Task instructions.
Can you quote the rows below word for word, starting at the row containing "shade with a bounding box?" and ending at the row containing "[488,134,536,206]", including both of those rows and nothing else?

Data records.
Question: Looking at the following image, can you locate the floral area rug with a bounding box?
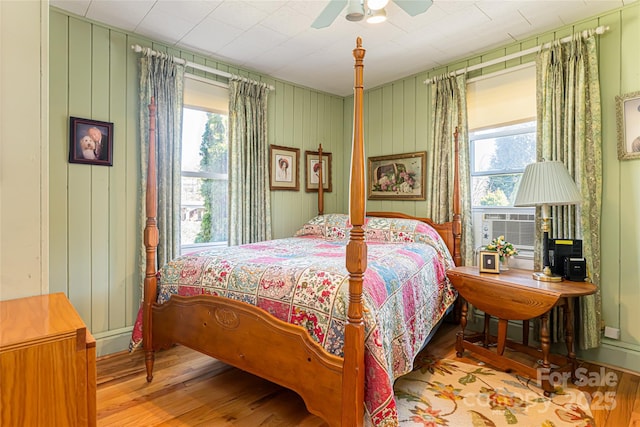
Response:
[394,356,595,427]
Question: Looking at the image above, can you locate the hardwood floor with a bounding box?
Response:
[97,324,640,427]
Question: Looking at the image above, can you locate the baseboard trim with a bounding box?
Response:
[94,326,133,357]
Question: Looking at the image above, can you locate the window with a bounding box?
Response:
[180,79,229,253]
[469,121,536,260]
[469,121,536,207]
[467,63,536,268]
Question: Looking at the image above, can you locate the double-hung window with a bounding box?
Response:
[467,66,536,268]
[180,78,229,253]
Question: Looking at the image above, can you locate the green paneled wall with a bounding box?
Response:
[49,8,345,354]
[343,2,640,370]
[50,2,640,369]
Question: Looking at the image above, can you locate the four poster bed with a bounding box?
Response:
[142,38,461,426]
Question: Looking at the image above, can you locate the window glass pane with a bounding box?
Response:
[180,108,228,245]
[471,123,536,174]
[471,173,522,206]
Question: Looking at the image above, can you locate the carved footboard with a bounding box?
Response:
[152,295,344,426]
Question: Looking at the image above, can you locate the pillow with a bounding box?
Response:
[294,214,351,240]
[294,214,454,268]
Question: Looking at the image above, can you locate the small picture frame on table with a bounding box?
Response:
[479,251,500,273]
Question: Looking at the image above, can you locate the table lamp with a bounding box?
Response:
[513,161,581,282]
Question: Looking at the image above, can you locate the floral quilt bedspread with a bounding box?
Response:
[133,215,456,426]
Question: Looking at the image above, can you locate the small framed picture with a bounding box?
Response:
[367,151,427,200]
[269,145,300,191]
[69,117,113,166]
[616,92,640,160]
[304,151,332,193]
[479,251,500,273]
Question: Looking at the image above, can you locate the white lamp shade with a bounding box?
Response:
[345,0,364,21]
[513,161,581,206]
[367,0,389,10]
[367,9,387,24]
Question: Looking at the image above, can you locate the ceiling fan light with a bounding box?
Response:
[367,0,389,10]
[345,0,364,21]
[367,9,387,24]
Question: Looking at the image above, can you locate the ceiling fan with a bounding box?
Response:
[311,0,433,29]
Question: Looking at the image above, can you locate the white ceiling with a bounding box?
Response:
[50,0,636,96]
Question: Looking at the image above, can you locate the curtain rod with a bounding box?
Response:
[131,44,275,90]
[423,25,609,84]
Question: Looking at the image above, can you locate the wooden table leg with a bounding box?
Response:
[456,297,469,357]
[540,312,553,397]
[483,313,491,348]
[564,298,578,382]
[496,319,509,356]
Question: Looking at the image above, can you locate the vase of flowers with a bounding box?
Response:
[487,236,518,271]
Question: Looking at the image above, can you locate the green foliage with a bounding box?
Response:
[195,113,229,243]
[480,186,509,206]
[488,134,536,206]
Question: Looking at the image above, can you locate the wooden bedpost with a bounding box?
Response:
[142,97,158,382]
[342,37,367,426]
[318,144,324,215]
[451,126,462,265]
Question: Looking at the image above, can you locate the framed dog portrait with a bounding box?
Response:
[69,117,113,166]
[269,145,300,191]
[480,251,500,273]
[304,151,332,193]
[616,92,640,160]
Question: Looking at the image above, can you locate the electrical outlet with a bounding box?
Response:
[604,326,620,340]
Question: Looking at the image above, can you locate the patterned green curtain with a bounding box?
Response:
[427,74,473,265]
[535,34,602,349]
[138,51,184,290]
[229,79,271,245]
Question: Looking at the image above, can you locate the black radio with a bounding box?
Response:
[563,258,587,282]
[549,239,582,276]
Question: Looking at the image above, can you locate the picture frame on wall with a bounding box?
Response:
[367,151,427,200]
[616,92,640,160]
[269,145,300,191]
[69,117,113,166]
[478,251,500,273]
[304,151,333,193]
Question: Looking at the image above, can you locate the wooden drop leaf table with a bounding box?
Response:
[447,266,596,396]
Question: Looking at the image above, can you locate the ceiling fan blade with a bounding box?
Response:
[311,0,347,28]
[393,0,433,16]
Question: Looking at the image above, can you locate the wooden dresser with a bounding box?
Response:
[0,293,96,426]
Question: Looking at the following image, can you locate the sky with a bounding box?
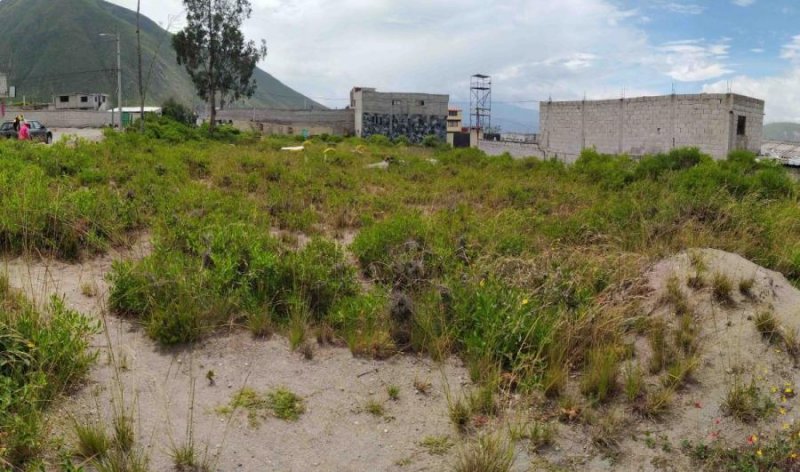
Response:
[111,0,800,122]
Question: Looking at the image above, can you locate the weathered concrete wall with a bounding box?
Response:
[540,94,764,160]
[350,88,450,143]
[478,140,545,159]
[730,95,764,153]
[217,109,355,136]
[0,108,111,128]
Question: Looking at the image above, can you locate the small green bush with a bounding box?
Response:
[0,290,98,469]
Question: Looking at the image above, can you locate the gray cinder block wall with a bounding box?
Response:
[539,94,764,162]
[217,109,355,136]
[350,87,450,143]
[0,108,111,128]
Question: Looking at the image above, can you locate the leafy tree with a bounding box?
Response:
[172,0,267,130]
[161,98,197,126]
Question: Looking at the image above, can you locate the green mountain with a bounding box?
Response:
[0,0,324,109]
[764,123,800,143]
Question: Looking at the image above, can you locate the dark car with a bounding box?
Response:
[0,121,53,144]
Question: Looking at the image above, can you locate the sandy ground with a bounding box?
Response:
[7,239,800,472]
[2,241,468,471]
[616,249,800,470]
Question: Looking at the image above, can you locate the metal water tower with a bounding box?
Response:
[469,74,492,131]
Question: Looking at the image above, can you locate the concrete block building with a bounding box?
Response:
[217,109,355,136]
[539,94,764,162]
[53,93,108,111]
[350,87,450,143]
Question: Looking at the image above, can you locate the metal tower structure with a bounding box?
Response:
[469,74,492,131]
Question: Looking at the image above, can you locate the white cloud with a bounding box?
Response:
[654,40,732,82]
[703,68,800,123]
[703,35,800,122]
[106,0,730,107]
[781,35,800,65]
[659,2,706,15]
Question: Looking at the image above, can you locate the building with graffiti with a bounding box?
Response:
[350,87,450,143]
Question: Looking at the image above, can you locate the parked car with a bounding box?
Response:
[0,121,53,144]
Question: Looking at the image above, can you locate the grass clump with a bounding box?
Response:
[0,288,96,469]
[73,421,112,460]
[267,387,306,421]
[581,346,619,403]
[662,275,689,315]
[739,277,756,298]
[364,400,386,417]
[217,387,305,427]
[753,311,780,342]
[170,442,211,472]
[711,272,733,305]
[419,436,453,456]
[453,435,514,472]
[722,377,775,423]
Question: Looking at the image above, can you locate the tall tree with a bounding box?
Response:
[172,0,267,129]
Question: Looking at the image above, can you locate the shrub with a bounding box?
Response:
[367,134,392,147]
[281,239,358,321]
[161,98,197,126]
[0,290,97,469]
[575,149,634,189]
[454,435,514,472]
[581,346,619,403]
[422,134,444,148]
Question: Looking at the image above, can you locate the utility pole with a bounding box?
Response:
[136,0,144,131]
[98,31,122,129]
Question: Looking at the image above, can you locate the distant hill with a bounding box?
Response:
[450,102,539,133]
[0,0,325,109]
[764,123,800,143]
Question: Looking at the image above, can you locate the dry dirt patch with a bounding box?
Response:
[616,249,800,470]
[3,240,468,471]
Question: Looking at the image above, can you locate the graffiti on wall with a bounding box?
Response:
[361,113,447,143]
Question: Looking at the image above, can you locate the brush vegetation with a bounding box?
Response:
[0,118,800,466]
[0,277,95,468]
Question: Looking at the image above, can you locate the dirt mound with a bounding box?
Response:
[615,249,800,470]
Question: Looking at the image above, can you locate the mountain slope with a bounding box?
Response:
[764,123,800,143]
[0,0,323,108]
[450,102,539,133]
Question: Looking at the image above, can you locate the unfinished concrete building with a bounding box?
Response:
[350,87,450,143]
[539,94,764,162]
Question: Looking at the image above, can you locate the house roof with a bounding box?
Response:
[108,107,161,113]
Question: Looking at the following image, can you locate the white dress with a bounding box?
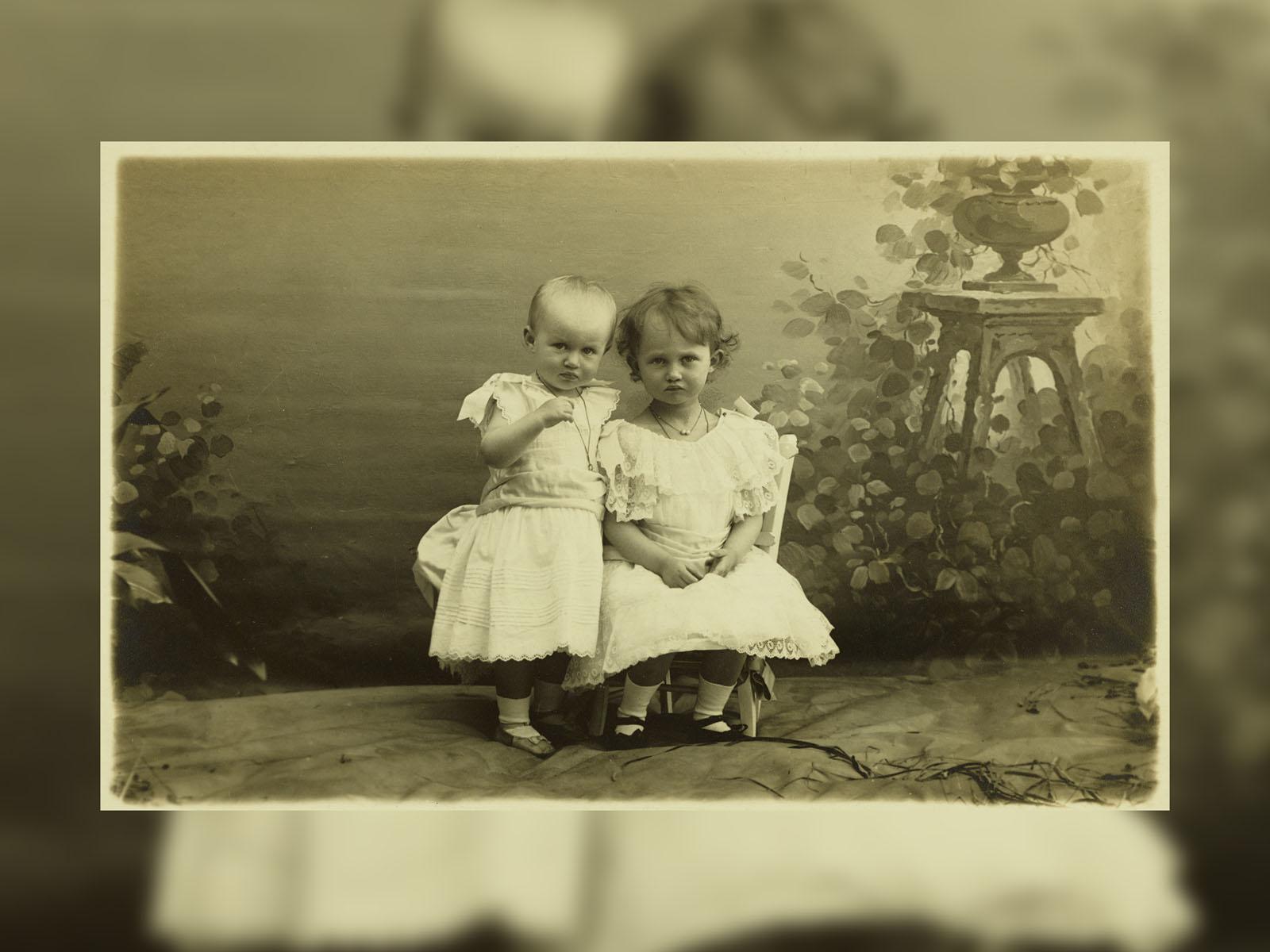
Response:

...

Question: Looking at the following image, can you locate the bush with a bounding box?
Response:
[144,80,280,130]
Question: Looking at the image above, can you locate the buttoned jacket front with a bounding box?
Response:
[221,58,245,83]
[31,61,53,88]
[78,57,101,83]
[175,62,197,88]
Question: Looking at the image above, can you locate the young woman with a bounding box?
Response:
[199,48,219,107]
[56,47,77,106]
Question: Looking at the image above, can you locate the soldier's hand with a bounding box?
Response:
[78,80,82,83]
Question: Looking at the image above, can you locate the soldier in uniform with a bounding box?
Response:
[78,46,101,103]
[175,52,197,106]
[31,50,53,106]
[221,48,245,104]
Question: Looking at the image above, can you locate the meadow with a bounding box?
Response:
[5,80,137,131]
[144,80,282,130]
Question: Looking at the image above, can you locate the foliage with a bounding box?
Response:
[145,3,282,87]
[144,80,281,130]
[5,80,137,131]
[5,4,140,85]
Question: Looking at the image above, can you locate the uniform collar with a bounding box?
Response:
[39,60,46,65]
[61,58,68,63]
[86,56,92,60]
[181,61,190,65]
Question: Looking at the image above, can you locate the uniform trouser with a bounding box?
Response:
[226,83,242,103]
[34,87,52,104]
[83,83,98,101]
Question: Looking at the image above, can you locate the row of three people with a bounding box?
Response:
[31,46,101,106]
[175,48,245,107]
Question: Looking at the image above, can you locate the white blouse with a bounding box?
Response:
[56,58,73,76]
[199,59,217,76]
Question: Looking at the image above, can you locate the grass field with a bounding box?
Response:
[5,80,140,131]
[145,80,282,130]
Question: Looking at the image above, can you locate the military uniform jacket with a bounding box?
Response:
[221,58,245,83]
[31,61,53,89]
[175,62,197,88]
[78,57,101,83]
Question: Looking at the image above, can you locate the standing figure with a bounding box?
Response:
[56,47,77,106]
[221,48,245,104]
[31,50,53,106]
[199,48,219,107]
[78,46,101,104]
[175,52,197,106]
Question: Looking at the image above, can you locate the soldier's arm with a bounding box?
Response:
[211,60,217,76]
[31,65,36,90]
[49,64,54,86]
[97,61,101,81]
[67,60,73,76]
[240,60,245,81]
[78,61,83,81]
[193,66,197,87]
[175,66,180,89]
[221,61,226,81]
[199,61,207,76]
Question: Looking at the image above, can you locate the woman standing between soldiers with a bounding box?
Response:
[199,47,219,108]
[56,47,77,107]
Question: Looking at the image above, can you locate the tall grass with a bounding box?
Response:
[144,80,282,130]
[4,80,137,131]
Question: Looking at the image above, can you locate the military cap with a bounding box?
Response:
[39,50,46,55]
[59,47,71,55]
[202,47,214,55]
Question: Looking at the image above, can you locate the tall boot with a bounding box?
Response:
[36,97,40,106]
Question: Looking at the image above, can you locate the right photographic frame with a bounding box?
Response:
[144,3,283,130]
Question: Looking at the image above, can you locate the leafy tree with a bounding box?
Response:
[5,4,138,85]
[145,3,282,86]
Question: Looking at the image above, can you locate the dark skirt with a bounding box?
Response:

==

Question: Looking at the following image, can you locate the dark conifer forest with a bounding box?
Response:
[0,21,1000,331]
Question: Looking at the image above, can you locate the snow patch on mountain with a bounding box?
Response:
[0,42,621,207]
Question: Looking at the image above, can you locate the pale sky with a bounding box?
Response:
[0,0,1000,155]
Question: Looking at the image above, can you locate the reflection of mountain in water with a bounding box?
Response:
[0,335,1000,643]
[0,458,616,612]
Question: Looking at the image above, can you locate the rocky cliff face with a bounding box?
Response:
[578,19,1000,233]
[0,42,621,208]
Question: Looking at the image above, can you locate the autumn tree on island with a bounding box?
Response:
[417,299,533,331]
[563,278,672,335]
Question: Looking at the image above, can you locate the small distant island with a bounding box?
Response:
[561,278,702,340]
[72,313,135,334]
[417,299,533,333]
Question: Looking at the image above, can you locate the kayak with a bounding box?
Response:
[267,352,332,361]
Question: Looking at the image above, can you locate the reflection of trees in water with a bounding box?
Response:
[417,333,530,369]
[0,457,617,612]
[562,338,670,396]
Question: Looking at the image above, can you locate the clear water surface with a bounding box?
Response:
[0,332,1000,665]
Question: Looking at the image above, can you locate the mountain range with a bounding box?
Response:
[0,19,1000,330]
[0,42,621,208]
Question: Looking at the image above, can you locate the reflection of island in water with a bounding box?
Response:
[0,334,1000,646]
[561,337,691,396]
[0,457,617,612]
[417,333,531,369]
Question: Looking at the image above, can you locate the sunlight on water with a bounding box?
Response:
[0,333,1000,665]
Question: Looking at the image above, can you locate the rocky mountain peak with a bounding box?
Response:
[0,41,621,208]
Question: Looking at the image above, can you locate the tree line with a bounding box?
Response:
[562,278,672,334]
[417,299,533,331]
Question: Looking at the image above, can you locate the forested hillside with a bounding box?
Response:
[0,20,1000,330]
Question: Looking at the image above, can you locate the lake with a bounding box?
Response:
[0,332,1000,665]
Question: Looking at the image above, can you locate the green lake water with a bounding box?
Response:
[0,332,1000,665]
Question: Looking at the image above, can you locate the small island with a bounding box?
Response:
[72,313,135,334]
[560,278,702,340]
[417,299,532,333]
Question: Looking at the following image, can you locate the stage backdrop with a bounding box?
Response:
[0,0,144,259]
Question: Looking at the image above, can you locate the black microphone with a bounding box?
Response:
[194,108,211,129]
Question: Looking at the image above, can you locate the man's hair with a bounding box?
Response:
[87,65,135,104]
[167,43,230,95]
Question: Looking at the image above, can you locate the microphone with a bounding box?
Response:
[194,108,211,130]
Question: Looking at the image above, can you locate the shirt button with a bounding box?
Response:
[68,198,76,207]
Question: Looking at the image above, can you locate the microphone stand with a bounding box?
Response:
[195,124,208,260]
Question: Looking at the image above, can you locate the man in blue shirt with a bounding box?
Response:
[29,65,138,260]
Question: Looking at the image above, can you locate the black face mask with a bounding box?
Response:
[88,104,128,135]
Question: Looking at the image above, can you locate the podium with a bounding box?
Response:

Expected answer.
Question: Looking at the image above, can you locate the white lamp shade with a bounding box?
Response:
[345,0,364,21]
[513,161,581,206]
[367,0,389,10]
[367,9,387,24]
Question: Looking at the image above, can you locate the ceiling fan light with a bounding box?
Response:
[367,0,389,10]
[345,0,364,21]
[367,9,387,24]
Question: Looking at the image above, can you locate the ceiling fan with a bounding box?
Response:
[311,0,433,29]
Question: Looking at the image above, can you locate the white ceiling with a bounding box?
Response:
[50,0,636,96]
Question: Looking at the image above, can you locate the curtain rod with a bounding box?
Response:
[131,44,275,90]
[423,25,609,84]
Question: Looking at the image above, can you locate the wooden table leg with a bounding box?
Response:
[456,297,469,357]
[540,312,553,397]
[483,313,491,348]
[564,298,578,382]
[496,319,509,356]
Question: Looking at the image above, can you locate the vase of flowers with a bounding box?
Response:
[487,236,518,271]
Question: Looking at the image above, can you locate the green foliage with a bounding box?
Response:
[195,113,229,243]
[480,186,509,206]
[488,134,536,206]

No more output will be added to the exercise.